Dataset rows:
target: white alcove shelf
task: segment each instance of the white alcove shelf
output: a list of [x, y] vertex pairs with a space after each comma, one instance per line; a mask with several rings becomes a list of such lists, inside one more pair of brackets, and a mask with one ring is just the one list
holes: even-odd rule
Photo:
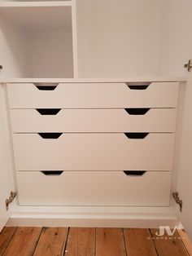
[[0, 22], [2, 77], [74, 77], [70, 1], [1, 2]]

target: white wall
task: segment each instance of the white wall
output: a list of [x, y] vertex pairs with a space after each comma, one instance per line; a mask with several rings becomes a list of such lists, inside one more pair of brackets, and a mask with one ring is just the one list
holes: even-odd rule
[[163, 0], [159, 74], [187, 76], [181, 86], [172, 191], [183, 201], [184, 227], [192, 239], [192, 72], [183, 65], [192, 59], [192, 1]]
[[26, 34], [0, 14], [0, 77], [28, 77], [31, 63]]
[[44, 29], [28, 33], [33, 77], [72, 77], [72, 31]]
[[156, 76], [160, 18], [160, 0], [77, 0], [80, 76]]
[[185, 76], [183, 65], [192, 58], [192, 1], [162, 0], [159, 75]]
[[0, 232], [7, 219], [5, 200], [15, 191], [13, 182], [13, 155], [8, 126], [5, 86], [0, 84]]

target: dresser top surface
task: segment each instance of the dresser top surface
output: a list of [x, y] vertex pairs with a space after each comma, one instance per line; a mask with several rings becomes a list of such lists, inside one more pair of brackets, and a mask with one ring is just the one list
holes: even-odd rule
[[62, 83], [62, 82], [186, 82], [186, 77], [123, 77], [123, 78], [1, 78], [0, 83]]

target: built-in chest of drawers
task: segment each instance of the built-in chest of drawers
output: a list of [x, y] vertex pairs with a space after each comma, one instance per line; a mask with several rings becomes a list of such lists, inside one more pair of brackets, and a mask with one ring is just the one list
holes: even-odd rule
[[20, 205], [168, 206], [178, 87], [7, 84]]

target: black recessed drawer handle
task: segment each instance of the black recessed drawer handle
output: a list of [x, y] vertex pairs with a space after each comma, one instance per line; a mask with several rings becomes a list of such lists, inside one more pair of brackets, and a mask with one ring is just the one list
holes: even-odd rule
[[37, 108], [41, 115], [56, 115], [61, 108]]
[[41, 170], [41, 172], [46, 176], [59, 176], [63, 170]]
[[146, 172], [146, 170], [124, 170], [127, 176], [142, 176]]
[[128, 87], [130, 90], [146, 90], [148, 88], [148, 86], [149, 85], [129, 86], [128, 84]]
[[124, 135], [129, 139], [144, 139], [148, 135], [148, 132], [125, 132]]
[[145, 115], [150, 108], [124, 108], [129, 115]]
[[54, 90], [57, 86], [36, 86], [36, 87], [41, 90]]
[[58, 139], [62, 135], [62, 132], [45, 132], [38, 133], [42, 139]]

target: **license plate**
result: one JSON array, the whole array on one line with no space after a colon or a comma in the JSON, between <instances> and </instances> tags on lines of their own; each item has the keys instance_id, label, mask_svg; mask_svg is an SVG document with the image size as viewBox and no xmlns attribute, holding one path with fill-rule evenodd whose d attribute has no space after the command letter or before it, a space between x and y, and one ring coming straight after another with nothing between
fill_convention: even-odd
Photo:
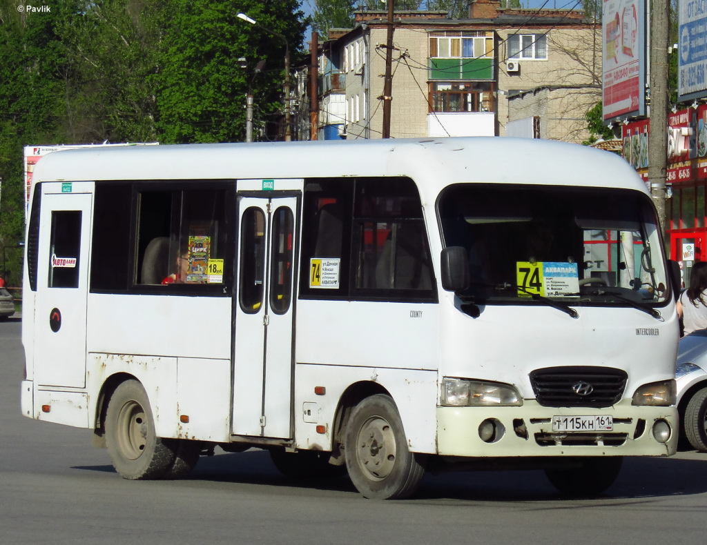
<instances>
[{"instance_id":1,"label":"license plate","mask_svg":"<svg viewBox=\"0 0 707 545\"><path fill-rule=\"evenodd\" d=\"M553 431L611 431L614 417L609 415L592 416L553 416Z\"/></svg>"}]
</instances>

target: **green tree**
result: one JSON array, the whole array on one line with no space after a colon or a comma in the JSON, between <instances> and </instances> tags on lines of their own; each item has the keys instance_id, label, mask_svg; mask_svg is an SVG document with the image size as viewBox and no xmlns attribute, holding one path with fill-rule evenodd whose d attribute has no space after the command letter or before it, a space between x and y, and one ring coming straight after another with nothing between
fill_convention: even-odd
<instances>
[{"instance_id":1,"label":"green tree","mask_svg":"<svg viewBox=\"0 0 707 545\"><path fill-rule=\"evenodd\" d=\"M0 0L0 247L13 248L24 238L23 146L56 143L64 137L61 73L66 58L57 22L71 13L72 4L60 3L50 15L25 13L16 1ZM0 276L18 286L22 253L5 254L6 271Z\"/></svg>"},{"instance_id":2,"label":"green tree","mask_svg":"<svg viewBox=\"0 0 707 545\"><path fill-rule=\"evenodd\" d=\"M281 112L286 40L293 61L305 30L298 7L298 0L175 0L166 14L163 62L155 76L160 140L243 140L251 81L260 118ZM239 12L257 24L239 19ZM240 57L250 70L240 67ZM267 68L252 78L252 67L263 59Z\"/></svg>"},{"instance_id":3,"label":"green tree","mask_svg":"<svg viewBox=\"0 0 707 545\"><path fill-rule=\"evenodd\" d=\"M602 102L597 102L584 116L587 120L587 128L589 129L589 139L582 143L585 146L592 144L602 139L609 140L614 138L614 131L604 124L602 109Z\"/></svg>"},{"instance_id":4,"label":"green tree","mask_svg":"<svg viewBox=\"0 0 707 545\"><path fill-rule=\"evenodd\" d=\"M331 28L353 28L354 0L316 0L312 28L326 38Z\"/></svg>"}]
</instances>

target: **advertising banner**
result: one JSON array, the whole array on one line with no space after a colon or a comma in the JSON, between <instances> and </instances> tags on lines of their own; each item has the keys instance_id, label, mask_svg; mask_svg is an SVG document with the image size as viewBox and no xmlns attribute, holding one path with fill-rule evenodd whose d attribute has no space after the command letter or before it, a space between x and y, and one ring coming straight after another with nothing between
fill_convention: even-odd
<instances>
[{"instance_id":1,"label":"advertising banner","mask_svg":"<svg viewBox=\"0 0 707 545\"><path fill-rule=\"evenodd\" d=\"M707 105L668 115L667 172L669 183L707 180ZM624 158L643 180L648 177L649 119L623 126Z\"/></svg>"},{"instance_id":2,"label":"advertising banner","mask_svg":"<svg viewBox=\"0 0 707 545\"><path fill-rule=\"evenodd\" d=\"M603 118L645 113L645 14L641 0L603 0Z\"/></svg>"},{"instance_id":3,"label":"advertising banner","mask_svg":"<svg viewBox=\"0 0 707 545\"><path fill-rule=\"evenodd\" d=\"M707 95L707 2L678 2L678 102Z\"/></svg>"}]
</instances>

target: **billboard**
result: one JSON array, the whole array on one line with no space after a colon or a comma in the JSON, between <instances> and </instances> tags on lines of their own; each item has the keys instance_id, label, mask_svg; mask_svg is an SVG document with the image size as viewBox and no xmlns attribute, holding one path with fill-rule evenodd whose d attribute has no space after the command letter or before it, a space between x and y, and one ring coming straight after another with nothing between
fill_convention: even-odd
<instances>
[{"instance_id":1,"label":"billboard","mask_svg":"<svg viewBox=\"0 0 707 545\"><path fill-rule=\"evenodd\" d=\"M603 0L603 118L645 115L645 2Z\"/></svg>"},{"instance_id":2,"label":"billboard","mask_svg":"<svg viewBox=\"0 0 707 545\"><path fill-rule=\"evenodd\" d=\"M648 180L650 120L631 122L621 129L624 158ZM678 184L707 180L707 104L669 115L667 134L666 181Z\"/></svg>"},{"instance_id":3,"label":"billboard","mask_svg":"<svg viewBox=\"0 0 707 545\"><path fill-rule=\"evenodd\" d=\"M678 2L678 101L707 95L707 4Z\"/></svg>"}]
</instances>

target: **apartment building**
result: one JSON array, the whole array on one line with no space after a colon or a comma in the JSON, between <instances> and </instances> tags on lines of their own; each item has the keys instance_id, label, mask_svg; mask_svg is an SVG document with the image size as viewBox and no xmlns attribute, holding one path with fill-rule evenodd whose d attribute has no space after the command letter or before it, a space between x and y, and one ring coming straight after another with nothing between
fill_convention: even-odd
<instances>
[{"instance_id":1,"label":"apartment building","mask_svg":"<svg viewBox=\"0 0 707 545\"><path fill-rule=\"evenodd\" d=\"M580 142L601 98L601 25L576 10L472 2L469 18L395 16L392 93L383 97L387 13L356 14L320 57L320 139L519 136Z\"/></svg>"}]
</instances>

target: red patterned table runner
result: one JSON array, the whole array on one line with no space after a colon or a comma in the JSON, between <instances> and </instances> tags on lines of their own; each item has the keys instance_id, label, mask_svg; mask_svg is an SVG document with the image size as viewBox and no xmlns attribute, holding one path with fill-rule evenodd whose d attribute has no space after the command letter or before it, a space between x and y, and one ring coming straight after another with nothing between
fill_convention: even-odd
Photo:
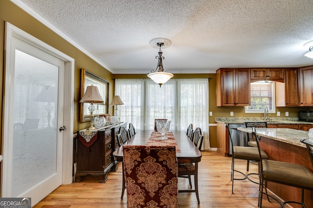
<instances>
[{"instance_id":1,"label":"red patterned table runner","mask_svg":"<svg viewBox=\"0 0 313 208\"><path fill-rule=\"evenodd\" d=\"M158 138L162 136L160 133L157 132L152 132L151 135L147 142L146 145L160 145L160 146L169 146L173 145L176 147L176 151L180 152L180 150L178 147L176 140L174 134L173 132L168 132L165 134L165 136L168 138L168 139L165 140L157 140Z\"/></svg>"}]
</instances>

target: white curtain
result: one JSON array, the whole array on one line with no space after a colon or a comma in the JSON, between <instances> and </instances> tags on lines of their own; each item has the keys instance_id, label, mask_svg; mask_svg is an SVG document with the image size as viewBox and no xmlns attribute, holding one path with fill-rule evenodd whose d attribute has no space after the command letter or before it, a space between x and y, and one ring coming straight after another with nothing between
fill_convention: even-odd
<instances>
[{"instance_id":1,"label":"white curtain","mask_svg":"<svg viewBox=\"0 0 313 208\"><path fill-rule=\"evenodd\" d=\"M171 79L161 87L150 79L116 79L115 95L125 105L118 107L121 121L135 129L154 129L156 118L171 120L171 130L185 131L190 123L200 127L208 140L208 79ZM202 148L203 149L203 148Z\"/></svg>"}]
</instances>

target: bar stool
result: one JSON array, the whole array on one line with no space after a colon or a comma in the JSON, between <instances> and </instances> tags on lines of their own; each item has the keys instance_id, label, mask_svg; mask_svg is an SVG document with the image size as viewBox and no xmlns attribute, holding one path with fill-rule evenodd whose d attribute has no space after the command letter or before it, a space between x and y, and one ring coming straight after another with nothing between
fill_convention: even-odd
<instances>
[{"instance_id":1,"label":"bar stool","mask_svg":"<svg viewBox=\"0 0 313 208\"><path fill-rule=\"evenodd\" d=\"M226 125L226 128L229 132L229 127L228 125ZM248 179L251 182L258 184L258 183L255 181L253 181L252 180L249 178L250 175L259 175L259 173L249 173L247 174L245 174L243 172L241 172L238 170L235 169L235 159L239 159L241 160L245 160L247 161L255 161L258 162L260 161L260 156L259 155L259 151L258 148L252 147L241 147L241 146L234 146L233 145L233 140L231 138L230 133L228 133L229 135L229 140L231 144L232 147L232 154L231 154L231 173L230 175L230 179L232 181L231 185L231 193L234 193L234 180L243 180L245 179ZM266 153L262 150L260 151L262 155L262 158L264 159L267 159L268 158ZM237 172L242 174L243 176L243 178L234 178L234 172Z\"/></svg>"},{"instance_id":2,"label":"bar stool","mask_svg":"<svg viewBox=\"0 0 313 208\"><path fill-rule=\"evenodd\" d=\"M262 208L263 194L274 199L280 205L284 208L286 204L294 203L301 205L305 208L304 202L304 190L305 189L313 190L313 172L308 168L303 166L285 162L276 161L268 159L263 159L261 155L259 142L260 138L255 131L252 131L252 136L256 140L259 154L260 162L260 187L259 196L259 205ZM305 144L308 149L311 163L313 166L313 142L306 139L301 139L301 141ZM286 201L281 202L278 199L267 192L263 192L265 188L266 191L266 182L283 184L301 189L301 201Z\"/></svg>"}]
</instances>

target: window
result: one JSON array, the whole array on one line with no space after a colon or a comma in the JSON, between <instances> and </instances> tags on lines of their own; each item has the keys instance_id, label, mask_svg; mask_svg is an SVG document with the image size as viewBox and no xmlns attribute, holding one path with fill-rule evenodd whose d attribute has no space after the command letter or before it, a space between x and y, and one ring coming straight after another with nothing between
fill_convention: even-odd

#### [WHAT THE EXERCISE ASKS]
Rewrite everything from the start of the material above down to the line containing "task: segment each instance of the white alcove" as a Markdown table with the columns Row and Line, leaving out any blank lines.

#### [TASK RESPONSE]
| Row | Line |
|---|---|
| 1 | target: white alcove shelf |
| 2 | task: segment each instance of the white alcove shelf |